EXCERPTED PASSAGE:
■ ■ ■ ■ ■ ■ ■
Aluminum is an exceptionally useful metal. Lightweight, resistant to rust and able to be turned into alloys with other metals. Small wonder it’s the second-most used metal in the world after iron and demand is set to soar.
But aluminum comes at a cost—energy. The four aluminum smelters in Australia consume 10% of the nation’s electricity and produce close to 5% of total emissions. Smelting is so energy intensive that in many countries, it has driven the construction of new fossil fuel power plants. That’s why it’s nicknamed “congealed electricity.”
This week, the federal government proposed a new policy aimed at making aluminum smelting green.
Under the scheme—due to run between 2028 and 2036, aluminum producers would receive a certain amount of funding for every ton of aluminum produced using renewable energy. If smelters pursue this incentive, we can expect to see more funding flowing to renewables to meet demand.
But will this scheme work? Our research shows Australia could cut aluminum emissions 98% by 2050, from mining all the way to smelting—if renewable energy expands to support it, as well as domestic consumption.
Why focus on aluminum?
By 2050, global demand for aluminum is projected to rise by 50%, due largely to demand from electric vehicles manufacturing, clean energy equipment and construction.
■ ■ ■ ■ ■ ■ ■
INFORMATION SUPPLIED:

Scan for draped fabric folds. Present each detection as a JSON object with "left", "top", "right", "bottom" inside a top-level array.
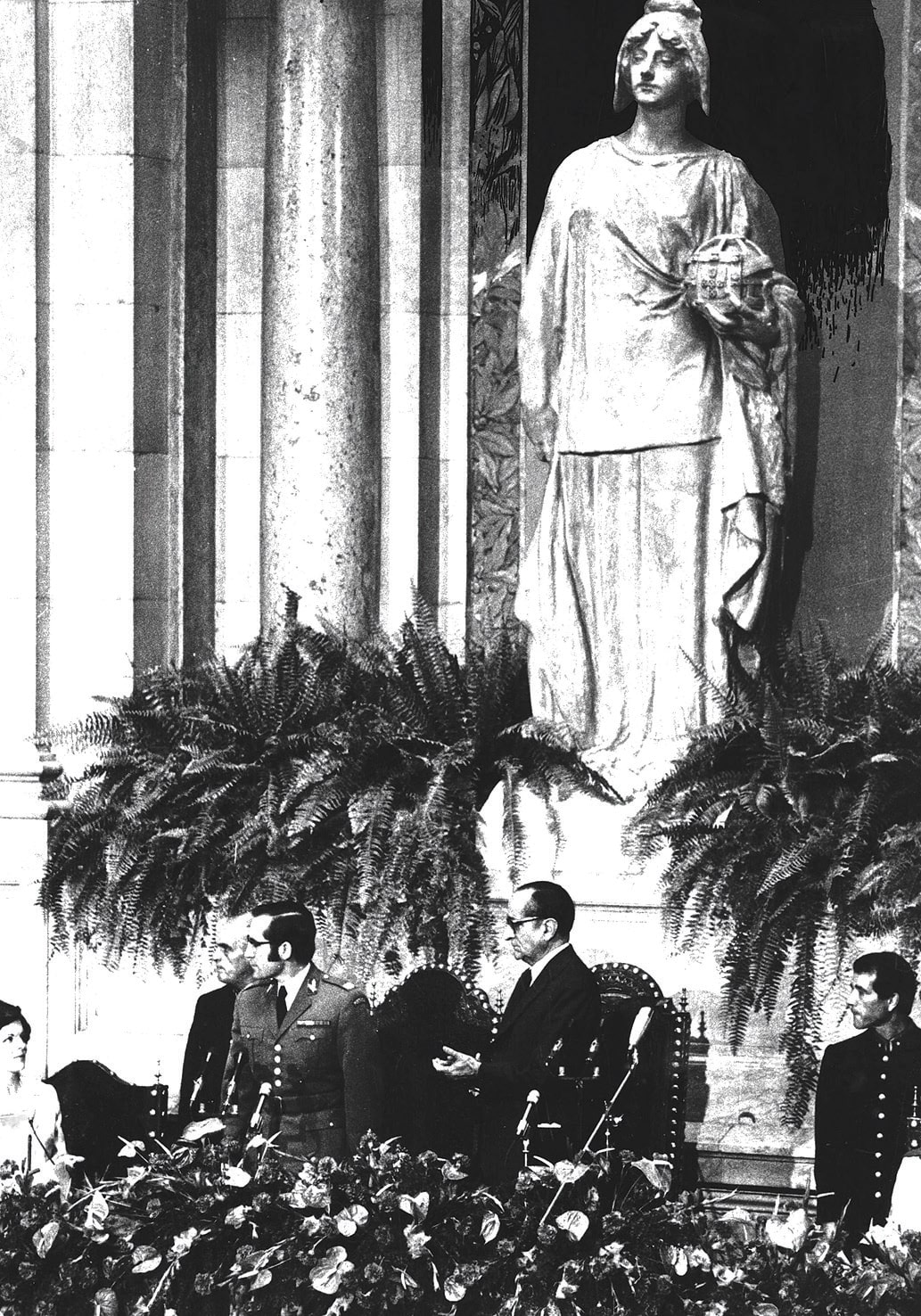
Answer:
■ ■ ■ ■ ■ ■ ■
REQUEST: Rewrite the paragraph of the aluminum smelting passage that begins "Under the scheme" more briefly, keeping its main facts. The listing isn't needed here.

SOLUTION TO THE PROBLEM: The scheme, set to run from 2028 to 2036, would pay aluminum producers a set amount for each ton made with renewable energy. If smelters take up the incentive, more funding should flow to renewables to meet demand.